Document segment =

▬▬▬

Charles Eden (1673 – 26 March 1722) was a British colonial official who served as the second Governor of the Province of North Carolina from 1714 until his death in 1722.

Governor of North Carolina
Eden was appointed Governor of North Carolina on 28 May 1714. He is best known for his connections with various locally based pirates. Gentleman pirate Stede Bonnet and the notorious Blackbeard (Edward Teach) surrendered to Governor Eden and received the King's Pardon upon promising to change their ways. Both, however, would eventually return to piracy.
 
In 1719 prominent North Carolinian Edward Moseley accused Governor Eden of profiting from Blackbeard's crimes. Moseley was arrested and fined for his accusations. Eden's secretary of the governor's council, Tobias Knight, was implicated when a letter written to Teach was found on the pirate's body at his death and by the fact that the cargo taken from a ship captured by Teach was housed in Knight's barn. Knight's letter mentioned the governor's desire to meet with Blackbeard and this was considered sufficient evidence that Eden colluded with the pirates, but no further proof was forthcoming. Eden presented an account of his dealings with Blackbeard to the provincial council, which accepted his pleas of innocence. Nevertheless, Eden's reputation has long been clouded by his connections to Blackbeard.

▬▬▬

Short exercise a =
Pull out every line of the records below that contains the word "green", and copy each one unchanged.

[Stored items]
▬▬▬

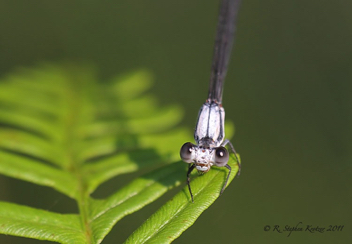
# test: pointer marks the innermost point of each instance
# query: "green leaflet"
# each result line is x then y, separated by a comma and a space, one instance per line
62, 128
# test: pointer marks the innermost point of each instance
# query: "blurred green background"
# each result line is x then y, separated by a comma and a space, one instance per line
288, 91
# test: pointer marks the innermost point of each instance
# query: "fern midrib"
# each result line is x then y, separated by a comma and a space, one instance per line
72, 121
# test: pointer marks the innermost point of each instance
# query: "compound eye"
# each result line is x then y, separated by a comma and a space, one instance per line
186, 152
221, 156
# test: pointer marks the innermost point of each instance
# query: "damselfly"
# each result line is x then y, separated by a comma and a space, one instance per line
209, 133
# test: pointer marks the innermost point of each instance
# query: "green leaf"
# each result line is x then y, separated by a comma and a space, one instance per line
62, 128
180, 213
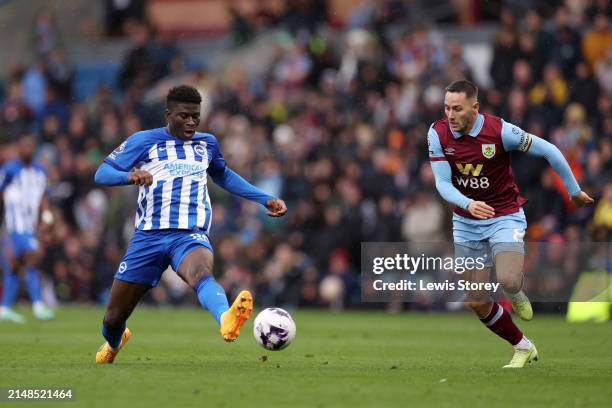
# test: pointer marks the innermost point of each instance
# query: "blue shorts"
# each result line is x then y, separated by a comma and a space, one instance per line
22, 242
150, 253
487, 238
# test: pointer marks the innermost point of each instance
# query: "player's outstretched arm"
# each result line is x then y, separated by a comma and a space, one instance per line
110, 176
515, 138
235, 184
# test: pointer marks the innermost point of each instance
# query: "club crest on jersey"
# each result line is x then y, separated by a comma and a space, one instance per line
199, 149
488, 150
118, 150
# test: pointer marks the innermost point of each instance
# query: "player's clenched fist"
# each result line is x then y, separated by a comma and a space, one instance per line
481, 210
276, 207
581, 199
140, 178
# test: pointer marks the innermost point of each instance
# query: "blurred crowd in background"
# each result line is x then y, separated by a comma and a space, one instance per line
337, 130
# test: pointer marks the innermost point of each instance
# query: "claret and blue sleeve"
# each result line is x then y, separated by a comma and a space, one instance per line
515, 138
443, 173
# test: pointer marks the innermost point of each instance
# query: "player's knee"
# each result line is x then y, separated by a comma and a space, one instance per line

▬▬▬

Short exercise b =
In the passage on Charles Eden, whose barn held the cargo taken from a ship that Teach captured?

Task result a =
# query: "green leaflet"
# query: "blurred green background"
# query: "green leaf"

Task result b =
Tobias Knight's barn.